• _Task directions_
Take the part of the records that opens with the line containing "like x=273, y=85." and closes at the end of the records, swap "spectator" for "onlooker", and give back only those lines with everything else unchanged.

• _Record extracts_
━━━
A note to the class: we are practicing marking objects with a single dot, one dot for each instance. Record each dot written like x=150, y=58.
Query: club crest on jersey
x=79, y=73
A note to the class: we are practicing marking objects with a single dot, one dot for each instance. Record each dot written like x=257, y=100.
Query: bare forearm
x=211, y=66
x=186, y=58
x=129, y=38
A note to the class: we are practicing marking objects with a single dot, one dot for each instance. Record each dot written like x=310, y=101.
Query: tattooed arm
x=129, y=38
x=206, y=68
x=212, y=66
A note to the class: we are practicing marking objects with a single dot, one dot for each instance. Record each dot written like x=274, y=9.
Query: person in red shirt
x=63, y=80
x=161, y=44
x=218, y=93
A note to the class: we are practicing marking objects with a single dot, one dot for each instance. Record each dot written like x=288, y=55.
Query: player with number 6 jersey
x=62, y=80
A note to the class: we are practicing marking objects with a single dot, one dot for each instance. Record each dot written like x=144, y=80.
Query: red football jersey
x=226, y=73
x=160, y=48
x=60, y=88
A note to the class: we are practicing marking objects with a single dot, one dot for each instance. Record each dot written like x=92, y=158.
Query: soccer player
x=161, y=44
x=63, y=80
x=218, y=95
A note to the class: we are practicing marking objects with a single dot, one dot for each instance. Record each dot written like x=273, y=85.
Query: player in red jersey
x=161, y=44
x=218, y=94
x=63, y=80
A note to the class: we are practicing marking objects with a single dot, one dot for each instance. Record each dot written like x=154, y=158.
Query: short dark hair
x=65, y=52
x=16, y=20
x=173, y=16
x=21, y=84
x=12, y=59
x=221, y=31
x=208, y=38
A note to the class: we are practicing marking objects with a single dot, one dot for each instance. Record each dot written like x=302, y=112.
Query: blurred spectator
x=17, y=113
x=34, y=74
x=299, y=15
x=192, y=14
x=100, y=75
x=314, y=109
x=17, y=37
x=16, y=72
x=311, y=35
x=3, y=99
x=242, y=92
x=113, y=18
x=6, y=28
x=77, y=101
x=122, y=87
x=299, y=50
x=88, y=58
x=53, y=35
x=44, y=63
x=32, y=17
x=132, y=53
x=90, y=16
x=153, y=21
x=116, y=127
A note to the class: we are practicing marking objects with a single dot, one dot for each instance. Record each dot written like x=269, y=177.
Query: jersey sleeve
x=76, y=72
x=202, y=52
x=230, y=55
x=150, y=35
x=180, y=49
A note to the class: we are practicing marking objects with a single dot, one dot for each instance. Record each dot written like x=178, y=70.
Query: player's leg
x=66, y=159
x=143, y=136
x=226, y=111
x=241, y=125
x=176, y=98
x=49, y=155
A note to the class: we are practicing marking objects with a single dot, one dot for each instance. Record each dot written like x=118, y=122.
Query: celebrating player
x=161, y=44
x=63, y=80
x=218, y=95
━━━
• _Exercise answer_
A note to the class: we are practicing marking objects with a single dot, one dot for each instance. Record each dot written like x=273, y=85.
Query: player in red jersey
x=161, y=44
x=218, y=94
x=63, y=80
A note to the class: we are practicing marking objects with a single dot, one dot for each instance. Record each dot written like x=154, y=158.
Query: short dark hair
x=65, y=52
x=16, y=20
x=173, y=16
x=21, y=84
x=12, y=59
x=221, y=31
x=208, y=38
A note to the class: we are practicing marking objects with a single dot, one dot for each instance. Record each dot written like x=302, y=112.
Query: blurred onlooker
x=17, y=113
x=34, y=74
x=299, y=15
x=192, y=14
x=100, y=75
x=314, y=109
x=17, y=37
x=16, y=72
x=311, y=35
x=3, y=99
x=242, y=92
x=113, y=18
x=6, y=28
x=77, y=101
x=122, y=87
x=299, y=50
x=88, y=58
x=53, y=35
x=44, y=63
x=32, y=17
x=132, y=53
x=90, y=16
x=153, y=21
x=116, y=127
A note to the class: we are practicing marking objects with a single dot, one dot for each instance. Record each dot written like x=269, y=177.
Query: jersey sleeve
x=76, y=72
x=202, y=52
x=230, y=55
x=150, y=35
x=180, y=49
A note to the class: we are practicing marking objects with a single dot, one dot for each instance. Record each dot written like x=178, y=70.
Query: player's leg
x=66, y=159
x=143, y=136
x=226, y=111
x=241, y=125
x=176, y=98
x=49, y=155
A note to the class: we are practicing marking objects with a single dot, one dot for each instance. Record each dot written like x=118, y=122.
Query: celebrating player
x=161, y=44
x=63, y=80
x=218, y=95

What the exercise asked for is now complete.